--- START ---

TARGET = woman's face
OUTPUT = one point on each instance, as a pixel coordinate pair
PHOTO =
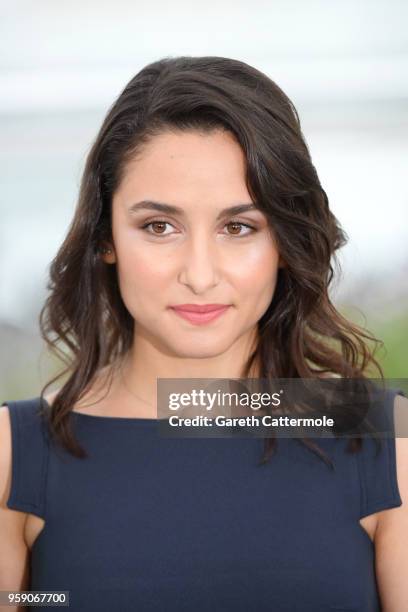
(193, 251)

--- END ---
--- START ---

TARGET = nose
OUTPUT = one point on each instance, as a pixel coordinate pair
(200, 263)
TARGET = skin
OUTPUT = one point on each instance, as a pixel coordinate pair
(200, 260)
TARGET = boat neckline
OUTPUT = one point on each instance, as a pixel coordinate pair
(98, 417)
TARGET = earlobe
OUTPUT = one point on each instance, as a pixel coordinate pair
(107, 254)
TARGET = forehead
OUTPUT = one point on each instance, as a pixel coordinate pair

--- END ---

Please go over the data above and copy each line with "TARGET" in it.

### [Solution]
TARGET = woman's face
TARGET = nose
TARGET = skin
TARGET = boat neckline
TARGET = earlobe
TARGET = forehead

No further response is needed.